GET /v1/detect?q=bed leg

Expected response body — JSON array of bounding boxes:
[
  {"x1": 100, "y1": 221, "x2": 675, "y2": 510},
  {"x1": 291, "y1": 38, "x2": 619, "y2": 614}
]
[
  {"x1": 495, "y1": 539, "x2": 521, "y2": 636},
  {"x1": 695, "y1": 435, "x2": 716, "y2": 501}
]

┄┄┄┄┄┄┄┄┄┄┄┄┄┄┄┄┄┄┄┄

◆ Instructions for the task ◆
Write out the data above once more, exactly as it reads.

◆ Written answer ◆
GET /v1/detect?q=bed leg

Expected response body — JSON array of bounding boxes:
[
  {"x1": 100, "y1": 221, "x2": 675, "y2": 510},
  {"x1": 291, "y1": 38, "x2": 619, "y2": 614}
]
[
  {"x1": 495, "y1": 539, "x2": 521, "y2": 636},
  {"x1": 695, "y1": 435, "x2": 716, "y2": 501}
]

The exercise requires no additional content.